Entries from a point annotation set
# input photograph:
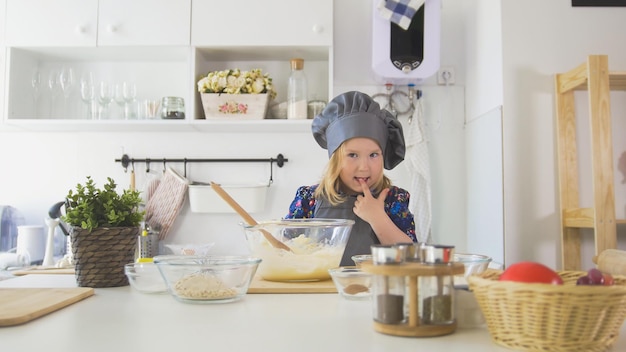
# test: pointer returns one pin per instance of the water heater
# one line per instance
(406, 56)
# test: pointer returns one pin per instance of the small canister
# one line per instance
(172, 108)
(436, 293)
(388, 291)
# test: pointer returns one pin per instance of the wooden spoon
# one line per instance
(247, 218)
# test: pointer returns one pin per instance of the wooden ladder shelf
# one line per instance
(593, 76)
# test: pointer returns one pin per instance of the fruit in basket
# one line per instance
(595, 277)
(531, 272)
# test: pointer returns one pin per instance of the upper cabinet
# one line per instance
(268, 22)
(162, 48)
(144, 22)
(51, 23)
(62, 23)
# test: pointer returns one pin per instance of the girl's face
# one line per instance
(362, 162)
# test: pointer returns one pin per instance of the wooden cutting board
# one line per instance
(42, 270)
(259, 285)
(21, 305)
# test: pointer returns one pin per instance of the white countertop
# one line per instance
(121, 319)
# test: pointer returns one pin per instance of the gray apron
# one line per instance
(361, 236)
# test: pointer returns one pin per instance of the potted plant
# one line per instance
(236, 94)
(104, 226)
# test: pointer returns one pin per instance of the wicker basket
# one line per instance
(100, 255)
(540, 317)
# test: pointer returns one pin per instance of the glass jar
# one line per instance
(172, 108)
(297, 91)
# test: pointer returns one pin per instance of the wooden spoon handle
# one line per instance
(247, 217)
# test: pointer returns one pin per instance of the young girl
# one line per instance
(361, 140)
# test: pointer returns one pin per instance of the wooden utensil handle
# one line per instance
(246, 217)
(233, 204)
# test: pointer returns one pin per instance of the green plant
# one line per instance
(237, 82)
(89, 207)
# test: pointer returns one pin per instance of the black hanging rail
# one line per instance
(280, 160)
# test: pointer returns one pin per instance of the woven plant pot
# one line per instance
(100, 255)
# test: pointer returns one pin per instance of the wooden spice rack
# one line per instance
(412, 271)
(593, 76)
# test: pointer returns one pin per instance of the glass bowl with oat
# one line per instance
(207, 279)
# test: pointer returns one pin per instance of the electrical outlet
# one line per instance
(446, 76)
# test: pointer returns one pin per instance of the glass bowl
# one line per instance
(316, 246)
(474, 264)
(145, 277)
(360, 258)
(207, 279)
(351, 282)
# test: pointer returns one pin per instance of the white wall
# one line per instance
(541, 38)
(39, 168)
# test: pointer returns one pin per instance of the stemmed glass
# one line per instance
(125, 94)
(66, 82)
(130, 92)
(35, 82)
(119, 97)
(105, 97)
(88, 94)
(53, 82)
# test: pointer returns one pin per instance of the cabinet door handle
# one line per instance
(318, 28)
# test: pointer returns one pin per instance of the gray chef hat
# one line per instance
(355, 114)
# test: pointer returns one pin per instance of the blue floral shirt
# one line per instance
(396, 207)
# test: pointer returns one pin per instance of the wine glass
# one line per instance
(35, 82)
(88, 94)
(66, 82)
(53, 82)
(119, 97)
(105, 97)
(130, 93)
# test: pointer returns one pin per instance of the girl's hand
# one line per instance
(368, 208)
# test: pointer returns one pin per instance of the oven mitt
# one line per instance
(400, 12)
(167, 201)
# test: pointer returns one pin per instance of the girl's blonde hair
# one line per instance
(332, 188)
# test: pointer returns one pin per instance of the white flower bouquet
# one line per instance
(237, 82)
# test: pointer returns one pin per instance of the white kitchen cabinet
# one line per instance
(150, 42)
(144, 22)
(2, 58)
(60, 23)
(259, 23)
(45, 23)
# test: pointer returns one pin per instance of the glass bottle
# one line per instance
(297, 91)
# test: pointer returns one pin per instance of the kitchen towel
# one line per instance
(418, 165)
(400, 12)
(163, 207)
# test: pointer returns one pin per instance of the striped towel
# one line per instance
(400, 12)
(163, 207)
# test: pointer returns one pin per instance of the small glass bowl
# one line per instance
(360, 258)
(351, 282)
(207, 279)
(474, 264)
(145, 277)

Do this →
Without including any pictures, print all of the material exactly as given.

Task output →
# input photograph:
# test: pointer returns one pin per instance of the water heater
# one line per instance
(406, 56)
# test: pointer returns one pin per instance of the small canister
# one line per instance
(172, 108)
(436, 293)
(388, 291)
# test: pointer returns one pin per instance of the wooden spoon
# one line per instance
(247, 218)
# test: pointer returns one pin per instance of the wooden ladder shelf
# one line per instance
(593, 76)
# test: pointer returns one pin per instance of the fruit in basket
# one line per instance
(595, 277)
(531, 272)
# test: pointer returns one pin per instance of the upper cabinet
# one line per instance
(268, 22)
(162, 48)
(144, 22)
(51, 23)
(62, 23)
# test: pointer returns one pin per instance of the girl's face
# one line per instance
(362, 162)
# test: pointer returns one pin per instance of the wooden cutting board
# one line per instance
(42, 270)
(259, 285)
(21, 305)
# test: pointer returns one pin per instance of the white countertop
# one line per instance
(121, 319)
# test: pointer returns one pin per instance of the gray apron
# one line per instance
(361, 236)
# test: pointer returns one pin per instance of the potted plant
# one line per instance
(236, 94)
(104, 226)
# test: pointer returns one pin per instance of the wicker basket
# one line per instance
(100, 255)
(540, 317)
# test: pointer returns one pin per instance of the glass jar
# one line per instance
(172, 108)
(297, 91)
# test: pointer returns one pin per instance of the wooden spoon handle
# one line per instance
(247, 217)
# test: pointer returns one pin per instance of the young girl
# one line per instance
(361, 140)
# test: pointer returns one pin per instance of the wooden utensil handle
# one line per instance
(246, 217)
(233, 204)
# test: pointer returns one pin per instance of the green plant
# one line per instance
(237, 82)
(89, 207)
# test: pointer returns one pin per instance of the black hanging rail
# one line per instance
(280, 160)
# test: pointer returns one pin per instance of the woven plant pot
# one line per instance
(100, 255)
# test: pointer returns one pin per instance of the wooden spice rack
# one line per instance
(412, 271)
(593, 76)
# test: pointer returns one pin per instance of the glass bowl with oat
# one line per instance
(207, 279)
# test: pointer returns one pin per instance of the electrical outlet
# one line per instance
(446, 76)
# test: pointer returns one pin per instance of the glass bowl
# one line per instance
(316, 246)
(474, 264)
(145, 277)
(360, 258)
(207, 279)
(351, 282)
# test: pointer returns one pin per instance of the white wall
# one line per instance
(541, 38)
(39, 168)
# test: pointer returns one pin per instance of the stemmed glass
# one line per instance
(125, 94)
(66, 82)
(130, 92)
(35, 82)
(119, 97)
(105, 97)
(88, 94)
(53, 82)
# test: pointer returns one pin per instance of the cabinet door handle
# one line per instance
(318, 28)
# test: pointer returns one pin per instance of the gray chef hat
# one line per instance
(355, 114)
# test: pointer returns one pin per instance of the blue floral shirt
# one line per instance
(396, 207)
# test: pointer returns one pin per instance of the wine glass
# one line per instance
(35, 82)
(88, 94)
(66, 82)
(53, 82)
(119, 97)
(105, 97)
(130, 93)
# test: pointer returns one pin per instance of the girl's hand
# one line per instance
(368, 208)
# test: pointer returns one pin per instance of the oven mitt
# one line per instance
(400, 12)
(167, 201)
# test: pointer returns one pin per instance of the girl's blonde hair
# one line per instance
(332, 188)
# test: pointer returns one pin per instance of the white flower bouquet
# one line per instance
(237, 82)
# test: pointer returns one pin per instance of the white kitchen cabinet
# one line per instance
(150, 42)
(144, 22)
(2, 58)
(60, 23)
(259, 23)
(45, 23)
# test: pointer returns one pin per instance of the glass bottle
# one line per instance
(297, 91)
# test: pointer returns one pin per instance of the kitchen towel
# one line per instance
(418, 165)
(400, 12)
(163, 207)
# test: pointer returns one pin per instance of the striped towel
# one line per instance
(400, 12)
(163, 207)
# test: pointer returns one pin per instance of the small glass bowl
# one line per instance
(360, 258)
(351, 282)
(207, 279)
(474, 264)
(145, 277)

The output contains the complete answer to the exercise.